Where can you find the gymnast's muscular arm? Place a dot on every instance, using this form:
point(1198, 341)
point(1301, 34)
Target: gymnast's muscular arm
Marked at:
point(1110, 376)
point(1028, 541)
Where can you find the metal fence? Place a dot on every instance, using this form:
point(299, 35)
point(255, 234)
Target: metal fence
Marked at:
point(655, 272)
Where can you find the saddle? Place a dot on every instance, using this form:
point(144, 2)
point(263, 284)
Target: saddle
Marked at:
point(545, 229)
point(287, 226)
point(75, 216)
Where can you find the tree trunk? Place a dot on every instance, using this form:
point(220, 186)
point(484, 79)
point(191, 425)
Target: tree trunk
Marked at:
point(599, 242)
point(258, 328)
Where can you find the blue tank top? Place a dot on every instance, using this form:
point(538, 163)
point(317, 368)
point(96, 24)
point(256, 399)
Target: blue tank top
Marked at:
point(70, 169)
· · · ·
* [WRITTEN INSTRUCTION] Express every line of the records above as a Markdown table with the columns Row and Line. Number each row and omit blank lines.

* [SOLUTION BELOW]
| Row | Line |
|---|---|
| 1 | Where can you find the gymnast's muscular arm? Place a dot on every instance, using this form: |
| 2 | point(1198, 341) |
| 3 | point(1301, 34) |
| 4 | Target: gymnast's muscular arm |
| 5 | Marked at: |
| 6 | point(1110, 376) |
| 7 | point(1028, 541) |
| 8 | Where can you find the metal fence? Place a dot on every instance, using this form: |
| 9 | point(299, 35) |
| 10 | point(255, 234) |
| 11 | Target: metal fence |
| 12 | Marked at: |
| 13 | point(655, 272) |
| 14 | Where can you find the saddle? Place a dot on every instance, using this form: |
| 15 | point(144, 2) |
| 16 | point(263, 284) |
| 17 | Target: saddle |
| 18 | Marked at: |
| 19 | point(545, 229) |
| 20 | point(287, 226) |
| 21 | point(75, 216) |
| 22 | Where can you find the tree trunk? Place a dot on every instance, using this form: |
| 23 | point(220, 186) |
| 24 | point(484, 79) |
| 25 | point(191, 425) |
| 26 | Target: tree trunk |
| 27 | Marked at: |
| 28 | point(599, 242) |
| 29 | point(258, 328) |
| 30 | Where can you find the blue tank top? Place a dot on every instance, using this form: |
| 31 | point(538, 163) |
| 32 | point(317, 368) |
| 33 | point(96, 24) |
| 34 | point(256, 399) |
| 35 | Target: blue tank top |
| 36 | Marked at: |
| 37 | point(70, 169) |